MATERIALS PROVIDED Block Start

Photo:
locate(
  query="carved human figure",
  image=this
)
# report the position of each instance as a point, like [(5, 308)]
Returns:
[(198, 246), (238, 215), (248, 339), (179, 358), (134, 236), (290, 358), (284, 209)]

MATERIALS PROVIDED Block End

WHAT THE EXERCISE ASKS -> Quote the data above in full, changing nothing.

PROBLEM SOLUTION ->
Photo:
locate(
  query="carved human figure",
  image=this
)
# report the position of each instance as a point, like [(5, 308)]
Returns:
[(198, 246), (238, 215), (248, 339), (179, 358), (134, 236), (290, 358), (284, 209)]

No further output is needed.